Work task: Which lines run from the one containing "Query: boy's neck" to the last line of the entries? Return them exactly, with nothing more.

■ ■ ■ ■ ■

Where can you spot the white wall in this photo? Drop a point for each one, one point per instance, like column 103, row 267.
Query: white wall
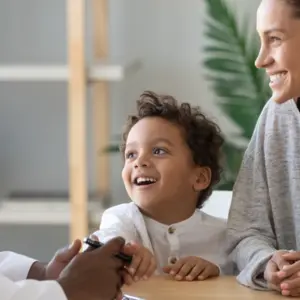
column 166, row 35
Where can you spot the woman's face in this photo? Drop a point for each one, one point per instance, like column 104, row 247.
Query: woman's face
column 279, row 33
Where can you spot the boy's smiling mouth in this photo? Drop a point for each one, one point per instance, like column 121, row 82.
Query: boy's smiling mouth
column 143, row 180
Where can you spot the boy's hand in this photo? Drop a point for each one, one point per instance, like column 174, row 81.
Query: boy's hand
column 290, row 275
column 143, row 263
column 192, row 268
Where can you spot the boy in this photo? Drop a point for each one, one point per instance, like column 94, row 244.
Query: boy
column 171, row 162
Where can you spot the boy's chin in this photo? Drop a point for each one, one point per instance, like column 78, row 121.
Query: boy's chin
column 282, row 97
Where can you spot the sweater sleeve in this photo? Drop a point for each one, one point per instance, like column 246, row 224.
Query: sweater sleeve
column 251, row 238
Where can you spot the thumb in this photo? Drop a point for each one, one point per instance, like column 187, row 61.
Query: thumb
column 113, row 246
column 167, row 269
column 131, row 248
column 67, row 254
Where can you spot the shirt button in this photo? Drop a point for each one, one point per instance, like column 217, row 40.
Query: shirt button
column 171, row 230
column 173, row 260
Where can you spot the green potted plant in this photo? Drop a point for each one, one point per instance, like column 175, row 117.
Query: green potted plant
column 240, row 88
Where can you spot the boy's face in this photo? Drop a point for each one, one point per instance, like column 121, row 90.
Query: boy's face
column 159, row 172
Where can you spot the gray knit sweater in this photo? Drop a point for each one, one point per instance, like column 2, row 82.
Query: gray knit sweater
column 265, row 210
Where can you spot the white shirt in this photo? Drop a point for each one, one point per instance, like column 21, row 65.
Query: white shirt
column 14, row 285
column 201, row 235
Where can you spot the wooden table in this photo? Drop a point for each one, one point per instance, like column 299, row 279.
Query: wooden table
column 164, row 288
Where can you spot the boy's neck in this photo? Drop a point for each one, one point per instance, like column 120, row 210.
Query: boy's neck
column 169, row 215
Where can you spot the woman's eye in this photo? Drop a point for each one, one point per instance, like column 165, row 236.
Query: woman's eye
column 159, row 151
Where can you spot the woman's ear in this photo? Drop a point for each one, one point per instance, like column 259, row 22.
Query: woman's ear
column 203, row 179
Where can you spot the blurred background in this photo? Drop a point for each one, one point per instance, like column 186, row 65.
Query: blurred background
column 199, row 51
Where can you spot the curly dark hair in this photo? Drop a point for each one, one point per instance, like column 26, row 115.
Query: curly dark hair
column 202, row 135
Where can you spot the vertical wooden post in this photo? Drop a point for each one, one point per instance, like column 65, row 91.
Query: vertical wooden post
column 77, row 123
column 100, row 96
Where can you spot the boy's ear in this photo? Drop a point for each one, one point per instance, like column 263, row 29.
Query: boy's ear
column 203, row 179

■ ■ ■ ■ ■

Problem solution:
Query: boy's neck
column 169, row 215
Where can you spot the woman's eye in this photo? Drop a point for each one, one point per instance, like column 165, row 236.
Query: woman's eye
column 159, row 151
Where can you spot the woman's ear in this photo? Drop a point for each one, one point per instance, like column 259, row 22.
Query: woman's ear
column 203, row 179
Where can you spot the blurred background in this photo? Drop a point for each one, one point per instance, like column 186, row 65.
Query: blurred background
column 199, row 51
Where can you spot the curly dark hair in this photo? Drop a point for each one, one point per instance, like column 26, row 115.
Query: curly dark hair
column 202, row 135
Where can you spot the vertical wooden post in this photo? Drop a point for each one, one point per instance, like column 65, row 91.
Query: vertical wooden post
column 77, row 123
column 100, row 96
Where can you spot the boy's ear in this photo? Drop a point for each one, one point per instance, like column 263, row 29.
Query: boy's ear
column 203, row 179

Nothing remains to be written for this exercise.